*Directions*.
Gather all lines from the material that contain "dresser".

Source data: Begin

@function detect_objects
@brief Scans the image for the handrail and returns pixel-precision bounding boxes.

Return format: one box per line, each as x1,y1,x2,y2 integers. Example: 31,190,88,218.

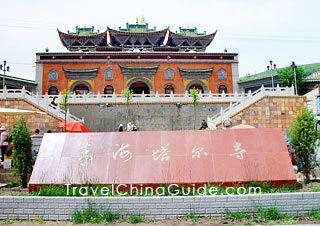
0,85,294,126
48,91,249,104
207,85,295,129
0,87,82,122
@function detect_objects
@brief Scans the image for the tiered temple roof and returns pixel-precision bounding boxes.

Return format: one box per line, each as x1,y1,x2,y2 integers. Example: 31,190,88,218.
57,20,217,52
58,26,108,51
166,27,217,52
108,27,168,50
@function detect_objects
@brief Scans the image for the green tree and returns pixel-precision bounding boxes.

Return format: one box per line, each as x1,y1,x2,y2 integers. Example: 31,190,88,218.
121,88,133,127
11,116,33,188
277,66,307,95
60,91,69,132
190,88,200,130
290,107,319,183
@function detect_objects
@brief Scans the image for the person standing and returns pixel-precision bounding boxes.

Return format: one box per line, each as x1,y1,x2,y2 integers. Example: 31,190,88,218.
199,119,208,130
118,124,124,132
0,126,9,162
34,129,40,135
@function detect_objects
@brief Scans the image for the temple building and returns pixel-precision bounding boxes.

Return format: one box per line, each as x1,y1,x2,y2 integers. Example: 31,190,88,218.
36,19,239,95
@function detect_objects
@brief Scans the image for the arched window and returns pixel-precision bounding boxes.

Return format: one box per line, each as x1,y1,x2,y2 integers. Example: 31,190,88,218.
48,86,59,95
218,68,227,80
104,68,114,80
49,69,58,81
218,84,228,93
165,68,174,80
164,85,174,94
104,85,114,94
189,84,204,93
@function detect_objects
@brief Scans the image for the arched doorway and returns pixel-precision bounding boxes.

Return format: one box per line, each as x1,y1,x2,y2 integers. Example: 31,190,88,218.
129,81,150,94
189,83,204,93
186,80,208,93
73,84,89,95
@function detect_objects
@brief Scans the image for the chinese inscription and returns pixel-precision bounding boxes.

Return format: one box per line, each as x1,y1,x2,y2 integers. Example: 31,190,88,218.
191,146,208,158
230,142,246,160
113,144,133,162
152,144,170,161
79,142,93,167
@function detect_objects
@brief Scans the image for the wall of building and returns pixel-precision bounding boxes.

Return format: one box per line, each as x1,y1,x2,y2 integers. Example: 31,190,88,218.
41,62,234,95
0,192,319,220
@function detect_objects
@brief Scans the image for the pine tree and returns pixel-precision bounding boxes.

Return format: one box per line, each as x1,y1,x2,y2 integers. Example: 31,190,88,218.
12,116,33,188
290,107,319,183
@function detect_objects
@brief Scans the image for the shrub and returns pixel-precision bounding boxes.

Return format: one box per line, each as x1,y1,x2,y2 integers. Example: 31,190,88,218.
257,207,288,221
227,211,248,220
11,116,33,188
128,214,143,224
72,203,120,223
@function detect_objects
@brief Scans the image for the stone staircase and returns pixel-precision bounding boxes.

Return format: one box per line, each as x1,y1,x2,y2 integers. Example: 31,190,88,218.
0,87,83,123
207,85,295,129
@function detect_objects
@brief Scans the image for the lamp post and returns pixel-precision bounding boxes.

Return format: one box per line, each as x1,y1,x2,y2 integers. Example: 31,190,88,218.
267,60,276,88
291,61,298,95
0,60,10,89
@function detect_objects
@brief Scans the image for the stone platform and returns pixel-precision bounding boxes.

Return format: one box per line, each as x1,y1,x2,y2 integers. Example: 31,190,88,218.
29,128,297,191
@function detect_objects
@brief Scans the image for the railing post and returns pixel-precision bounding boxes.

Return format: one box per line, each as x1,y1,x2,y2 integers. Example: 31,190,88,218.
184,90,189,102
72,92,76,102
44,92,49,110
112,92,116,103
234,90,238,101
221,90,225,101
276,84,280,93
220,107,225,124
290,85,295,96
261,84,265,94
141,90,145,102
240,91,244,104
155,91,159,102
36,91,40,105
229,102,233,111
3,86,7,99
97,91,101,103
21,86,26,98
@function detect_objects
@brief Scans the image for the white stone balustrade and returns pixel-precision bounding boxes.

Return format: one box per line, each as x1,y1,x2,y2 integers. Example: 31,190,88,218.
0,85,294,126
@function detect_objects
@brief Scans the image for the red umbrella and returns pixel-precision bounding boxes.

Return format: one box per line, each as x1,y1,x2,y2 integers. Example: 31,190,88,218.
58,121,90,132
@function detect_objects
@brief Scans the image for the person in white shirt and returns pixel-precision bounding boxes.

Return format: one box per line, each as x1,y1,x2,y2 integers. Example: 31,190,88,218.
0,126,9,162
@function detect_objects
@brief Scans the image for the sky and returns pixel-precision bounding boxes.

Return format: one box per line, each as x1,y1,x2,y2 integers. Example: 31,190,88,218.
0,0,319,80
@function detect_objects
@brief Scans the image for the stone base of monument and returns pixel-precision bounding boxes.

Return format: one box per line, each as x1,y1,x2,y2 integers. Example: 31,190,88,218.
29,128,297,192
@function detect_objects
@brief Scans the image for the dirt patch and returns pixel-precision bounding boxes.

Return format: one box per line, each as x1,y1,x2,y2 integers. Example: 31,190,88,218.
1,217,320,226
0,187,28,196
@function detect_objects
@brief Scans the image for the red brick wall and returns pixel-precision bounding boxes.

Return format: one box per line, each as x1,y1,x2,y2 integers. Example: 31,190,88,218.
42,62,234,95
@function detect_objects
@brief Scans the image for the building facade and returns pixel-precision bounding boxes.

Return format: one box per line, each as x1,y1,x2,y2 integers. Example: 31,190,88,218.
36,20,239,95
0,74,37,92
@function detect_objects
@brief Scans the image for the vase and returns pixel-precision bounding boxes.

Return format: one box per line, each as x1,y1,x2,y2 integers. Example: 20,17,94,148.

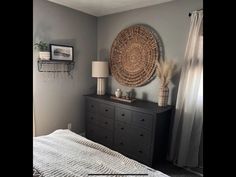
158,86,169,107
39,51,50,60
115,89,122,98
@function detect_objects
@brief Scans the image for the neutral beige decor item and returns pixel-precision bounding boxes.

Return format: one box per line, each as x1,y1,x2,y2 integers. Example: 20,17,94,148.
110,24,163,87
39,51,50,60
158,86,169,107
156,59,176,106
92,61,109,95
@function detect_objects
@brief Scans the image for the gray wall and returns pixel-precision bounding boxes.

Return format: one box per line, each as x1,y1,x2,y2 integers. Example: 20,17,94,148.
33,0,97,136
97,0,203,105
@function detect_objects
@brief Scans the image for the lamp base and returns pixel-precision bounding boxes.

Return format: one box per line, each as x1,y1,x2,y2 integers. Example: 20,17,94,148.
97,78,106,95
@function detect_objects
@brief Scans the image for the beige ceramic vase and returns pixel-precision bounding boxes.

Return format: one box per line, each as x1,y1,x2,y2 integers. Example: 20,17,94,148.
158,86,169,107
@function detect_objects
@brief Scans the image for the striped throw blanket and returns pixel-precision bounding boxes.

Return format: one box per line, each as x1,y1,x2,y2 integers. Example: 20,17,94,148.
33,129,169,177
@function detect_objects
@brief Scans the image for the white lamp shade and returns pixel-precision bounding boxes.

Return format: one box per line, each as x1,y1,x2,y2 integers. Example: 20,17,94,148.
92,61,109,77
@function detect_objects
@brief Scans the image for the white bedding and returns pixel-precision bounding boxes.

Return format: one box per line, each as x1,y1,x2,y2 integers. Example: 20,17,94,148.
33,129,169,177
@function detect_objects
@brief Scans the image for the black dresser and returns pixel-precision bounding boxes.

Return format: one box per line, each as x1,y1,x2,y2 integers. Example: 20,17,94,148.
84,94,173,167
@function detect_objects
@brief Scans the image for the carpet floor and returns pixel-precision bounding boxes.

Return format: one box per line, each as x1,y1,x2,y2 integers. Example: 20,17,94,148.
154,161,203,177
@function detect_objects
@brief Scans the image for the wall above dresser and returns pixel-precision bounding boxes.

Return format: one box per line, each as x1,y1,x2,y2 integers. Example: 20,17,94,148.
97,0,203,105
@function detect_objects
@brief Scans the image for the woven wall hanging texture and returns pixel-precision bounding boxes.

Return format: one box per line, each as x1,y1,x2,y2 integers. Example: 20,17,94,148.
110,24,163,87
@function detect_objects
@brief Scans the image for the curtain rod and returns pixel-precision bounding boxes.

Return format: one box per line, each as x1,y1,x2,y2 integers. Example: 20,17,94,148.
189,8,203,17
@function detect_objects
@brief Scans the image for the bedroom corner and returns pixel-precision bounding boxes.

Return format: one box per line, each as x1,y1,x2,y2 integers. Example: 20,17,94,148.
33,0,203,176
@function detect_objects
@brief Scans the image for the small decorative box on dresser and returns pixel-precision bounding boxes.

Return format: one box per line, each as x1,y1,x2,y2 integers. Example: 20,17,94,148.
84,94,173,167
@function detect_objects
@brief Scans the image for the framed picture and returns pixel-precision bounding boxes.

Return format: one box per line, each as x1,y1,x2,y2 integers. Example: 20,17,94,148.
50,44,74,61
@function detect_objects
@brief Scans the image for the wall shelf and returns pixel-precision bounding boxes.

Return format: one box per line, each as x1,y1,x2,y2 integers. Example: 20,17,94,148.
37,59,75,73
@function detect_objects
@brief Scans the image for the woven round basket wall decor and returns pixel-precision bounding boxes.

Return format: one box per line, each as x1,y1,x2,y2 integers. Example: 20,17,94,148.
110,24,163,87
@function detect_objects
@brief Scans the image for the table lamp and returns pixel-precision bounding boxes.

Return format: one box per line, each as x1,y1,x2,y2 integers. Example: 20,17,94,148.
92,61,109,95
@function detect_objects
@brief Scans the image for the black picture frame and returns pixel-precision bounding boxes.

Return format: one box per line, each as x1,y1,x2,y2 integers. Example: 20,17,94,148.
50,44,74,61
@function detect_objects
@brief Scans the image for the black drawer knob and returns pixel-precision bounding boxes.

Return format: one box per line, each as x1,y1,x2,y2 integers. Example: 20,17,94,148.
141,119,145,122
121,113,125,116
121,127,124,130
104,122,108,125
90,117,94,120
140,134,143,137
91,105,94,108
138,150,143,154
104,136,108,139
105,109,108,112
119,142,124,146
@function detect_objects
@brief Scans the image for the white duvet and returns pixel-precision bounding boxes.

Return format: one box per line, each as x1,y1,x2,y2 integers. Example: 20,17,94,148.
33,129,169,177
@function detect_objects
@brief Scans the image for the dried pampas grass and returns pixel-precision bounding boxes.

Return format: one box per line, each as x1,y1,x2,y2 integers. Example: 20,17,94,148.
156,59,176,87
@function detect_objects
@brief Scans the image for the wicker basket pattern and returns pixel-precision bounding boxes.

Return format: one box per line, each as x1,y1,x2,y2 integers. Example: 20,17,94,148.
110,25,162,87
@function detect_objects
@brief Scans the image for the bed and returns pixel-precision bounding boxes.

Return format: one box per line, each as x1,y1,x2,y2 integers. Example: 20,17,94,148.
33,129,169,177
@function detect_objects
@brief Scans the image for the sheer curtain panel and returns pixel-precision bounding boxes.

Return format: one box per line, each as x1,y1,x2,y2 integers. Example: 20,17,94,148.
168,10,203,167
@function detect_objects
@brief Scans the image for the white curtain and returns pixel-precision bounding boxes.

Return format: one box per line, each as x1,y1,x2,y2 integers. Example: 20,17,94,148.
33,100,36,137
168,10,203,167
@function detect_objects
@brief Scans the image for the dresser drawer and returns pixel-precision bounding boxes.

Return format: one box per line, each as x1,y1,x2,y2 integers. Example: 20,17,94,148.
115,107,132,123
130,127,151,146
132,112,153,129
99,103,114,118
86,124,99,142
115,121,130,136
87,112,97,124
87,100,98,113
131,144,149,164
114,136,132,155
98,117,114,130
96,127,113,148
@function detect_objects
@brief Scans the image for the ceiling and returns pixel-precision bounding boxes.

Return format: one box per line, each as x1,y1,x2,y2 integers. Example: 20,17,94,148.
48,0,174,17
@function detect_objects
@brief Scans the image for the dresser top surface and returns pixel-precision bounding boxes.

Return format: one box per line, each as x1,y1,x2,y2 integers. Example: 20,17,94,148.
84,94,172,113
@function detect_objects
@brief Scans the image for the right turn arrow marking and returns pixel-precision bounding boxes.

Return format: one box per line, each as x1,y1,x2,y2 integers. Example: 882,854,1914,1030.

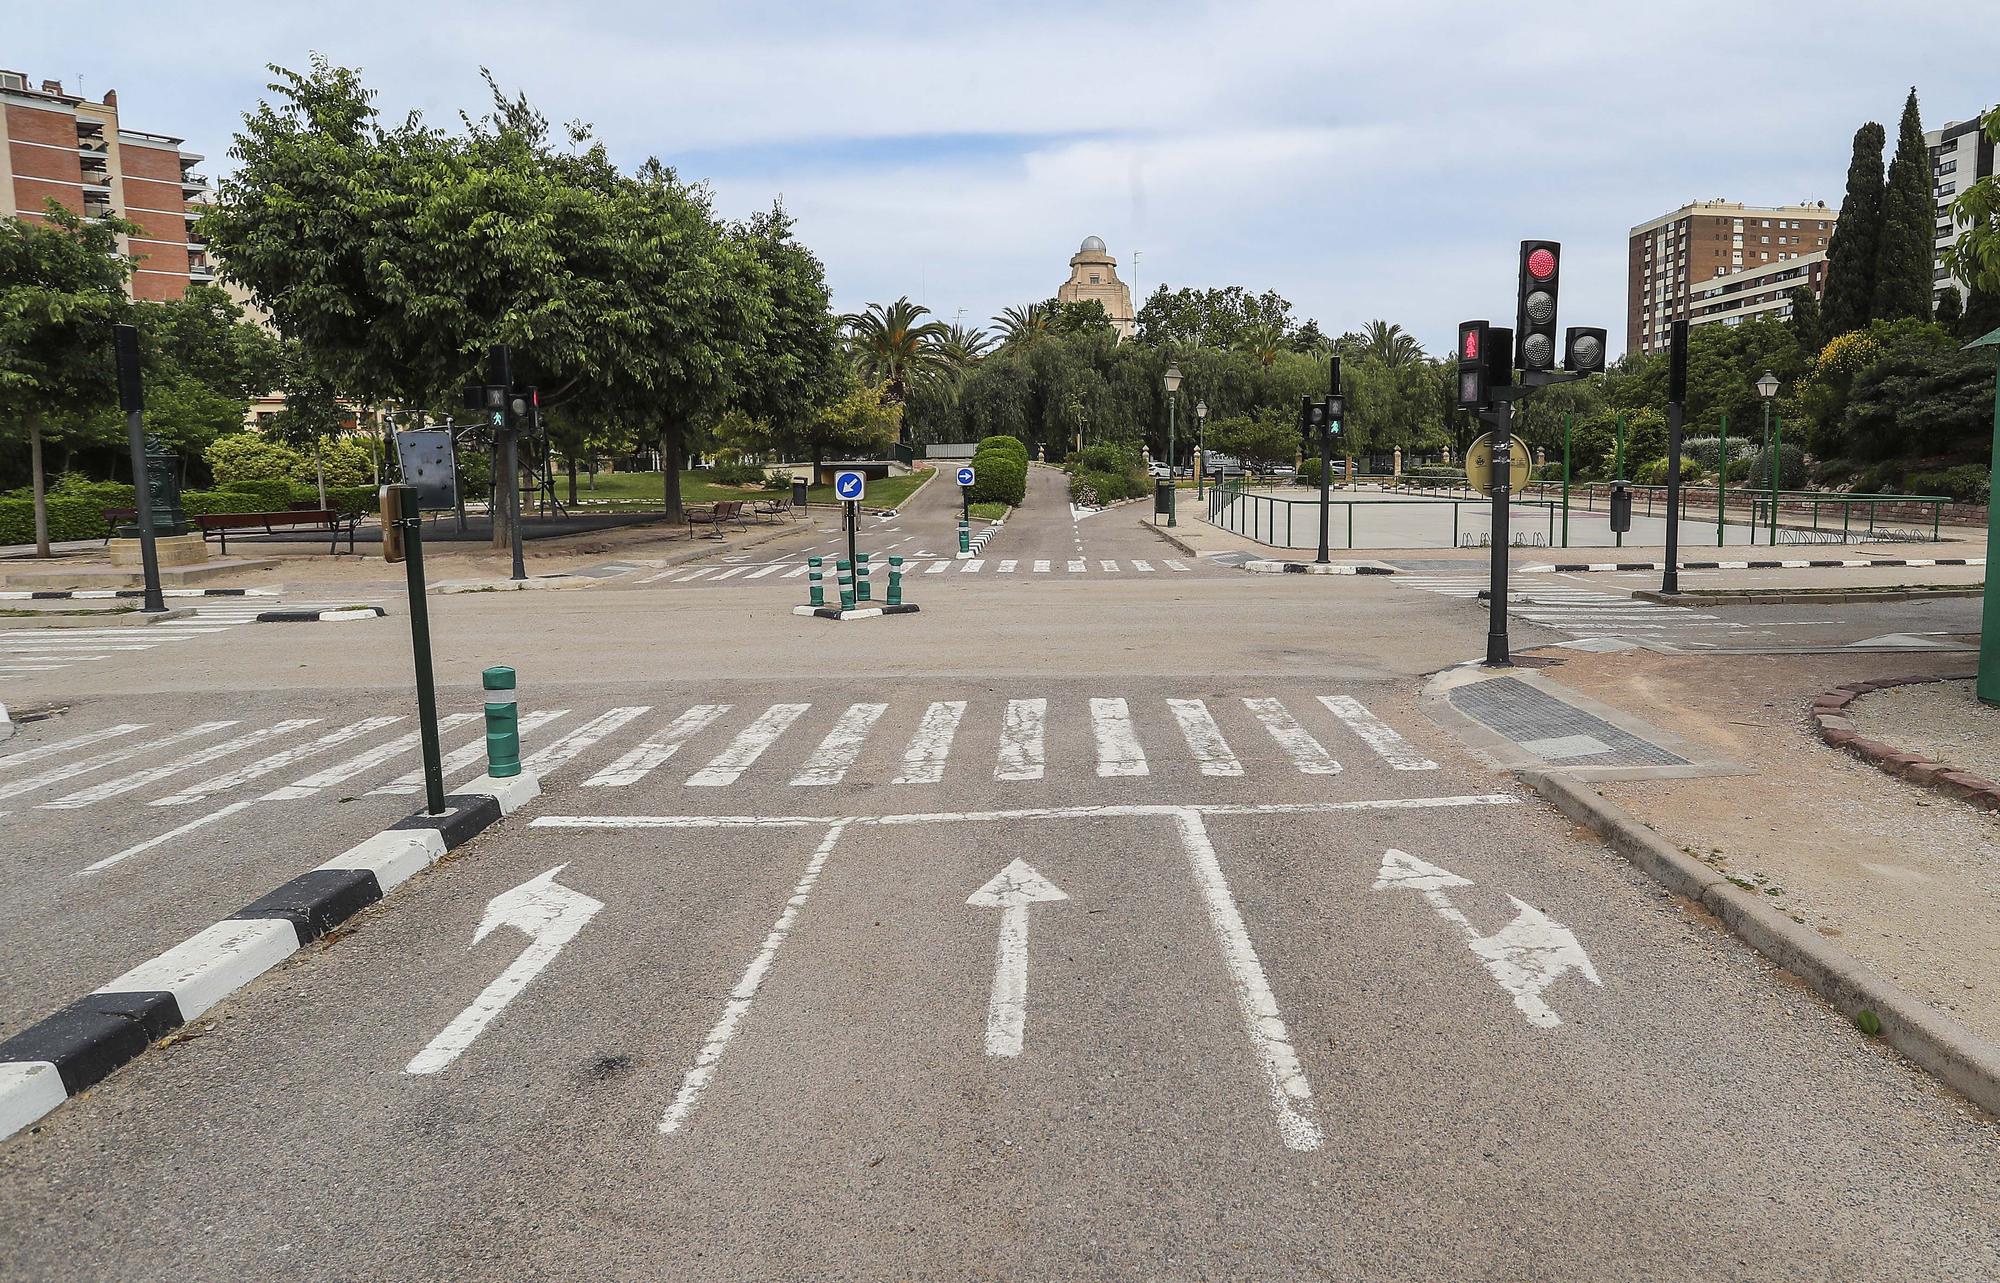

Source data: End

*Problem solution*.
@brief Scans the image for the black dresser and returns pixel-precision bounding boxes.
@brief Scans the image for the wall above dresser and returns pixel-precision bounding boxes.
@brief Scans the image for the small decorative box on dresser and returns pixel-precision bounding boxes.
@brief Scans the image for the dresser drawer and returns pixel-precision bounding boxes.
@brief Scans the image for the dresser top surface and returns pixel-precision bounding boxes.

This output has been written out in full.